Instructions for the task =>
The required output is every entry, printed exactly as written.

Point localization data =>
Start of Block

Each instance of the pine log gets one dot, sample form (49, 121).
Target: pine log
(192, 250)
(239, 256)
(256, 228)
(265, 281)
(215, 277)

End of Block

Completed task =>
Each instance of the pine log gets one dot, sample form (49, 121).
Target: pine log
(192, 250)
(239, 256)
(256, 228)
(265, 281)
(215, 277)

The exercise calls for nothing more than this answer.